Rose, com sua sensibilidade,
percebeu que eu não levava jeito para vendas, mas sim para um trato e uma
relação diferenciada com o livro, e, por isso mesmo, resolveu me promover antes
do término de meu contrato de experiência. Foi aquele primeiro sábado, 2 de
julho de 2005, um dos dias mais felizes de minha vida. Eu corria de um lado pro
outro pela livraria, atendendo um leitor e outro, orientando, ajudando,
localizando livros, fazendo indicações de leitura e, o mais curioso de tudo,
apesar de, naquele dia, ter alcançado um record em valores de venda, não vendi,
no sentido restrito da palavra, um único livro. Eu fiz e continuei fazendo
muito mais do que vender livros nos dias, semanas, meses e anos que se
seguiram.
Cheguei, na metade dessa longa-curta
empreitada de dez anos, a marcas expressivas, como, por exemplo, ao número de
R$1.000.000,00 em vendas de livros, no início de 2009, o que me rendeu um bom
prêmio, placa e homenagens, e não vou dizer que nunca tenha atuado como
vendedor, pois atuei, sim, mas me orgulho de dizer que foram raros esses
momentos e que tenho, hoje, plena consciência de que atuar diretamente com vendas
não é o meu forte. Sempre bati as metas propostas sem precisar, nunca, me
desesperar, correndo atrás de clientes, mesmo porque, eu nunca fui de ter
clientes, mas sim amigos leitores, pessoas com quem troco experiências e
impressões de leitura.

— Entradas —
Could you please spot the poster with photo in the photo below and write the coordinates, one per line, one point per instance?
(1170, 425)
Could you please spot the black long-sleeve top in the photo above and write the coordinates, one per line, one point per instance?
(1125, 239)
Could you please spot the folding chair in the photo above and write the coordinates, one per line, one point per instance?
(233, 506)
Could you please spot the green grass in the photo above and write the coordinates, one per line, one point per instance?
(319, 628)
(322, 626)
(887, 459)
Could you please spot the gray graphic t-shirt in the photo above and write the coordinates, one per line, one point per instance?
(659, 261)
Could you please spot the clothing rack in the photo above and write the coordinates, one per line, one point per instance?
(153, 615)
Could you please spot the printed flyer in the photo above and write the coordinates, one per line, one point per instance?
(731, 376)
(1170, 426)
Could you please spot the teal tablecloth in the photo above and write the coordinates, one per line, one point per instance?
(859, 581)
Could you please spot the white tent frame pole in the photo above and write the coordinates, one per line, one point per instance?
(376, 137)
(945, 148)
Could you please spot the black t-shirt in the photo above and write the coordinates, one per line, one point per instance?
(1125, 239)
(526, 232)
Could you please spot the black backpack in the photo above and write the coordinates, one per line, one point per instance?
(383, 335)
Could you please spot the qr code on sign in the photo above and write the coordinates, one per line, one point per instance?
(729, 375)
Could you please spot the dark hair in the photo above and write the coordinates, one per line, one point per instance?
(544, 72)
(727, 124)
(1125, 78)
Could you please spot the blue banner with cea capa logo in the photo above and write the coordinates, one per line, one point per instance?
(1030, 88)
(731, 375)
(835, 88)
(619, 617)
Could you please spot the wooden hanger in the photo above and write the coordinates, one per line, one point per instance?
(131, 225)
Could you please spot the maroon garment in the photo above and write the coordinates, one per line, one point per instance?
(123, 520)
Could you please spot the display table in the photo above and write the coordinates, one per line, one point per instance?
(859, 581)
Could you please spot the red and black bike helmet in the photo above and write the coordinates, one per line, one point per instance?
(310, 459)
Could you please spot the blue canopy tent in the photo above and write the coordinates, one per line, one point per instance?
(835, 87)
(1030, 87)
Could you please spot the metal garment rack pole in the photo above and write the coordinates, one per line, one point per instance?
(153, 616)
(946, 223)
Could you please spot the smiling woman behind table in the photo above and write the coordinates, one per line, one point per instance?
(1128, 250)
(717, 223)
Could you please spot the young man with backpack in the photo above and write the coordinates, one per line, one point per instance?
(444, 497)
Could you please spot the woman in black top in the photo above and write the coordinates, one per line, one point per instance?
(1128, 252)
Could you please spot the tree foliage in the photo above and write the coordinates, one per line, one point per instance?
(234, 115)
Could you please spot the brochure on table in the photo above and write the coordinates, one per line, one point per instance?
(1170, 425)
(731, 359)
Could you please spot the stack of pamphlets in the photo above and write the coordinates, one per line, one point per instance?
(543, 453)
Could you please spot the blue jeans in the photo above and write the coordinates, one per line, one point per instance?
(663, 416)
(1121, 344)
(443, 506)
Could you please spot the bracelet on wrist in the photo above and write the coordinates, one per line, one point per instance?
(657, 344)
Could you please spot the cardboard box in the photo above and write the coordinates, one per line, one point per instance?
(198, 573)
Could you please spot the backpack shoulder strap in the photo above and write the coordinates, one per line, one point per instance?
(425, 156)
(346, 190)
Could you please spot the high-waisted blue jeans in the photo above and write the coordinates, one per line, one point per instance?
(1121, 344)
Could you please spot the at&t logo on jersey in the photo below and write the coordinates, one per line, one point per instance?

— Instruções —
A) No texto sobre o trabalho na livraria, quais ações são listadas para o sábado de 2 de julho de 2005, enquanto se corria de um lado pro outro? Liste todas.
B) Extraia das entradas todas as linhas que contêm a palavra "garment", levando em conta maiúsculas e minúsculas.

— Respostas —
A)
- atendendo um leitor e outro
- orientando
- ajudando
- localizando livros
- fazendo indicações de leitura

B)
Could you please spot the maroon garment in the photo above and write the coordinates, one per line, one point per instance?
Could you please spot the metal garment rack pole in the photo above and write the coordinates, one per line, one point per instance?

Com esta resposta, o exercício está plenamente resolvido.